Version 3.3 of the Linux kernel doesn't have any users that I can see
who mix expedited and normal SRCU grace periods, but this might need to
change if something comes up, for example, if the KVM guys decide to use
call_srcu() somewhere. Or, if I understand the code correctly, if they
happen to do a pair of concurrent synchronize_srcu_expedited() calls.
So what would you do if that happened?
Or am I missing something subtle in the expedited handling?
> + spin_unlock_irq(&sp->queue_lock);
> + }
>
> - mutex_unlock(&sp->mutex);
> + if (!done)
> + wait_for_completion(&rcu.completion);
> }
>
> /**
> @@ -386,6 +446,12 @@ void synchronize_srcu_expedited(struct srcu_struct *sp)
> }
> EXPORT_SYMBOL_GPL(synchronize_srcu_expedited);
>
> +void srcu_barrier(struct srcu_struct *sp)

---

- **TO-DO LIST**
• 1. Answer these questions using the SRCU excerpt:
(a) Which version of the Linux kernel is named?
(b) Which function might the KVM developers decide to use?
(c) In the quoted code, what is called when done is false?
• 2. Condense the paragraph of the SRCU excerpt beginning "Version 3.3 of the Linux kernel" into one or two sentences that keep its main facts.
• 3. Pick up the SRCU excerpt where it stops and continue it.
The items that follow have no connection to the SRCU excerpt.

[Dataset records on object locations]

---

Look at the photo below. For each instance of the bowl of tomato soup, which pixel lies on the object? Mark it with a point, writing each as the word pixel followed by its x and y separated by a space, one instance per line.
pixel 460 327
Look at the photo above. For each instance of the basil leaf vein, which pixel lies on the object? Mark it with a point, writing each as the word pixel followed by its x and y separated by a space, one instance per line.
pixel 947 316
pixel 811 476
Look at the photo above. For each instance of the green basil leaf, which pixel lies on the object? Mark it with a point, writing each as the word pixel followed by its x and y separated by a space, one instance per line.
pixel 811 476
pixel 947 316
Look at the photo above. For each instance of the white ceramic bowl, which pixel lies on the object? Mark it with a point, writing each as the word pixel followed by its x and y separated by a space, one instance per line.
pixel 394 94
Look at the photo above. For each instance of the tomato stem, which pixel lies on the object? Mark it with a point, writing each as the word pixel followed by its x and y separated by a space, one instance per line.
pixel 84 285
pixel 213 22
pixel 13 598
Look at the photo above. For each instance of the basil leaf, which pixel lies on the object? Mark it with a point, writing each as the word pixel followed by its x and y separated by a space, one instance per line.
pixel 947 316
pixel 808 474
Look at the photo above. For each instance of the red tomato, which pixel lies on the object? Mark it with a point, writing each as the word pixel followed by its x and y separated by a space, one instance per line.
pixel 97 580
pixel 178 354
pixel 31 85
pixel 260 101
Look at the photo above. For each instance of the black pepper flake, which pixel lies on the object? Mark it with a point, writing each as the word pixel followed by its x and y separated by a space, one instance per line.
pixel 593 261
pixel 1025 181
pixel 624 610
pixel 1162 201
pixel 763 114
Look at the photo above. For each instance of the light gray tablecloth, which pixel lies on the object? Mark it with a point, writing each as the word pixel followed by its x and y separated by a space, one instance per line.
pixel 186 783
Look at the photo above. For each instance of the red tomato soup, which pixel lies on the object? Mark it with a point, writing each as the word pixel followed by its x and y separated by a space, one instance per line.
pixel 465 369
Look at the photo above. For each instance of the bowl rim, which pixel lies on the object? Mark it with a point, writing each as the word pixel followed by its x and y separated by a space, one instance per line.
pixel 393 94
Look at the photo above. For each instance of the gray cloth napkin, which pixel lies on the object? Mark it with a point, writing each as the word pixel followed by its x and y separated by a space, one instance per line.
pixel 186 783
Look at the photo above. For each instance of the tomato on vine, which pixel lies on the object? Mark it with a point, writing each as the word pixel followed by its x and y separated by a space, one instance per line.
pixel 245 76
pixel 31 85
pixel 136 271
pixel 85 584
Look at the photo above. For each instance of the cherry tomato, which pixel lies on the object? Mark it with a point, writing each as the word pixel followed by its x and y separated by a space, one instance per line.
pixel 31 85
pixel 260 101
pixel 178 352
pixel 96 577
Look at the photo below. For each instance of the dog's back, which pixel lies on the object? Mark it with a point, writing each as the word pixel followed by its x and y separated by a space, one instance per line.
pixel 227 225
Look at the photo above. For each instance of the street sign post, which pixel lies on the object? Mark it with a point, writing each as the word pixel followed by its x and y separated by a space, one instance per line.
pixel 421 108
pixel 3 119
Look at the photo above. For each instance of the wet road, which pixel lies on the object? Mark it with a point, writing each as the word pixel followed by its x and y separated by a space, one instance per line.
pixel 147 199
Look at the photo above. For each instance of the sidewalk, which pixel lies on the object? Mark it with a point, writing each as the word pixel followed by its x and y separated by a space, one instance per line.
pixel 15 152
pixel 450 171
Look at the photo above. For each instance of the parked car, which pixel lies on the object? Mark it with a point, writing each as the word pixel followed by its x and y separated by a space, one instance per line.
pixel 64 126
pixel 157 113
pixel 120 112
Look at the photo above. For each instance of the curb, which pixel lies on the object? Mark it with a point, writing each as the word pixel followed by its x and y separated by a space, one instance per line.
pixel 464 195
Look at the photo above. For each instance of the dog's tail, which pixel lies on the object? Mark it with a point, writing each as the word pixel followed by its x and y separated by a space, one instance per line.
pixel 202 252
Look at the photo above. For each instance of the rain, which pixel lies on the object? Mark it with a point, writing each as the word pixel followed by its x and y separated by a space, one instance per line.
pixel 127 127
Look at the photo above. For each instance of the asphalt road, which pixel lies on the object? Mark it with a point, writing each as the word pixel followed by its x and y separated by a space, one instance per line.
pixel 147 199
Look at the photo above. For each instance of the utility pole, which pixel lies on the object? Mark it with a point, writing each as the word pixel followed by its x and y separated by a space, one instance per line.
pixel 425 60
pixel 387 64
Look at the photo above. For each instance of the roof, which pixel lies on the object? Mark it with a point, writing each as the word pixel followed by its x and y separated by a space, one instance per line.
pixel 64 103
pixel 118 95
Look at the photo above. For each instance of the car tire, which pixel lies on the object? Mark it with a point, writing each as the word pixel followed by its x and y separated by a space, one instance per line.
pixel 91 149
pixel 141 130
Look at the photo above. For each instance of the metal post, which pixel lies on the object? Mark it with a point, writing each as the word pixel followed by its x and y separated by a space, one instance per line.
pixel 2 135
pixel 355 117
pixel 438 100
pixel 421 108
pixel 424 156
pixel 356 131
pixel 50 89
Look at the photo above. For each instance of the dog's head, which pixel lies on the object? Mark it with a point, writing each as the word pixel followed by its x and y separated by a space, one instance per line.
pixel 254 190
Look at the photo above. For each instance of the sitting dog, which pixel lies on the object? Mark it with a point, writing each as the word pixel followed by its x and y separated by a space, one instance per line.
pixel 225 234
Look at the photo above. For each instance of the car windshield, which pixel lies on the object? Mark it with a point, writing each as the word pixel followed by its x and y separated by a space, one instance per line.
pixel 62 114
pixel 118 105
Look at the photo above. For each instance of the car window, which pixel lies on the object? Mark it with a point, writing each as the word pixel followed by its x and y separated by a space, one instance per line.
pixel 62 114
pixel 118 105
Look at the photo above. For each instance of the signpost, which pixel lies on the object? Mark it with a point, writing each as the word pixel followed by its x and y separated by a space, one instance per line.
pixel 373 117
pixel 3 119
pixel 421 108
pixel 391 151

---

- **RESPONSES FOR EACH TASK**
• 1.
(a) Version 3.3.
(b) call_srcu().
(c) wait_for_completion(&rcu.completion).

• 2. Linux 3.3 appears to have no users that mix expedited and normal SRCU grace periods. This could change if the KVM developers use call_srcu() or, apparently, if they make two concurrent synchronize_srcu_expedited() calls.

• 3.
> +{
> + synchronize_srcu(sp);
> +}
> +EXPORT_SYMBOL_GPL(srcu_barrier);
> +
> /**
> * srcu_batches_completed - return batches completed.
> * @sp: srcu_struct on which to report batch completion.
> @@ -399,3 +465,115 @@ long srcu_batches_completed(struct srcu_struct *sp)
> return sp->completed;
> }
> EXPORT_SYMBOL_GPL(srcu_batches_completed);
> +
> +#define SRCU_CALLBACK_BATCH 10
> +#define SRCU_INTERVAL 1
> +
> +static void srcu_collect_new(struct srcu_struct *sp)
> +{
> + if (!rcu_batch_empty(&sp->batch_queue)) {
> + spin_lock_irq(&sp->queue_lock);
> + rcu_batch_move(&sp->batch_check0, &sp->batch_queue);
> + spin_unlock_irq(&sp->queue_lock);
> + }
> +}
> +
> +static void srcu_advance_batches(struct srcu_struct *sp, int trycount)
> +{
> + int idx = 1 ^ (sp->completed & 1);
Why not "int idx = !(sp->completed & 1)"? Does the exclusive-or generate
better code? (I am not all that worried either way, just curious.)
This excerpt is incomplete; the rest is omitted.